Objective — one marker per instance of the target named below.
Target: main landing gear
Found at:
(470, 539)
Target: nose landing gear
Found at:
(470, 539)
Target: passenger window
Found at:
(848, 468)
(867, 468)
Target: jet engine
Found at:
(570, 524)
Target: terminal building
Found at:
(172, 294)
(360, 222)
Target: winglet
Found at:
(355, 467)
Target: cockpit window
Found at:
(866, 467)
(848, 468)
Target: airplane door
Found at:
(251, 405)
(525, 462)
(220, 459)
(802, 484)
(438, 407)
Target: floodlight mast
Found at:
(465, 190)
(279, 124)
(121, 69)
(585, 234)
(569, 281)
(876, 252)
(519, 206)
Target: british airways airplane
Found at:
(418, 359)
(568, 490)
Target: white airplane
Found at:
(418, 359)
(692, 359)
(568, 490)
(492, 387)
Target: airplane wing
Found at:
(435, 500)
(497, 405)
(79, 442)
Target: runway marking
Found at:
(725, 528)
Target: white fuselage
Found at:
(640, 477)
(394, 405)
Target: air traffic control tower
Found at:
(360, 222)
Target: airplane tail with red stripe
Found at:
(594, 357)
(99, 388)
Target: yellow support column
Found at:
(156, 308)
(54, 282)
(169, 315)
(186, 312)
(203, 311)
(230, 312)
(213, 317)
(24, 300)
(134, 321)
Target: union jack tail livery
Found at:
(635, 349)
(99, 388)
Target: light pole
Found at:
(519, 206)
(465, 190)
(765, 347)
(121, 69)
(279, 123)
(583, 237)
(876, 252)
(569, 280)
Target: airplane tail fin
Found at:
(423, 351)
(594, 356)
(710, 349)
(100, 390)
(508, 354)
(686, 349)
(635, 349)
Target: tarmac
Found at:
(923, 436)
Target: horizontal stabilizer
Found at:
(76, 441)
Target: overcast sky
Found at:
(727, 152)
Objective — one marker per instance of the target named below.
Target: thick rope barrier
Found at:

◇ ◇ ◇ ◇ ◇

Problem description – Restate the whole of the data exactly.

Solution to the exercise –
Objective — one marker per instance of the target named below.
Target: main landing gear
Found at:
(470, 539)
Target: nose landing gear
Found at:
(470, 539)
Target: passenger window
Found at:
(848, 468)
(867, 468)
Target: jet engine
Found at:
(570, 524)
Target: terminal building
Found at:
(172, 294)
(360, 222)
Target: winglet
Found at:
(355, 467)
Target: cockpit window
Found at:
(866, 467)
(848, 468)
Target: airplane door
Found at:
(251, 405)
(525, 462)
(220, 459)
(802, 484)
(438, 407)
Target: floodlight mast
Found at:
(465, 190)
(279, 124)
(121, 69)
(585, 234)
(569, 281)
(876, 252)
(519, 206)
Target: british airways airplane
Found at:
(418, 359)
(568, 490)
Target: white airplane
Found at:
(418, 359)
(692, 359)
(568, 490)
(492, 387)
Target: airplane wing
Found at:
(435, 500)
(497, 405)
(79, 442)
Target: runway marking
Found at:
(725, 528)
Target: white fuselage
Found at:
(640, 477)
(394, 405)
Target: air traffic control tower
Found at:
(360, 222)
Target: airplane tail with red stripe
Found at:
(594, 357)
(99, 388)
Target: yellow support column
Found at:
(156, 308)
(54, 282)
(169, 315)
(186, 312)
(203, 311)
(230, 312)
(213, 317)
(24, 300)
(134, 321)
Target: union jack tail livery
Found at:
(635, 349)
(99, 388)
Target: light pole
Found at:
(519, 206)
(465, 190)
(765, 347)
(121, 69)
(279, 123)
(583, 237)
(876, 252)
(569, 280)
Target: airplane tail fin
Found at:
(423, 351)
(594, 356)
(710, 349)
(100, 390)
(508, 354)
(686, 349)
(635, 349)
Target: tarmac
Found at:
(923, 436)
Target: horizontal stabilizer
Found at:
(76, 441)
Target: overcast sky
Found at:
(727, 152)
Objective — one marker per instance of the target named below.
Target: thick rope barrier
Found at:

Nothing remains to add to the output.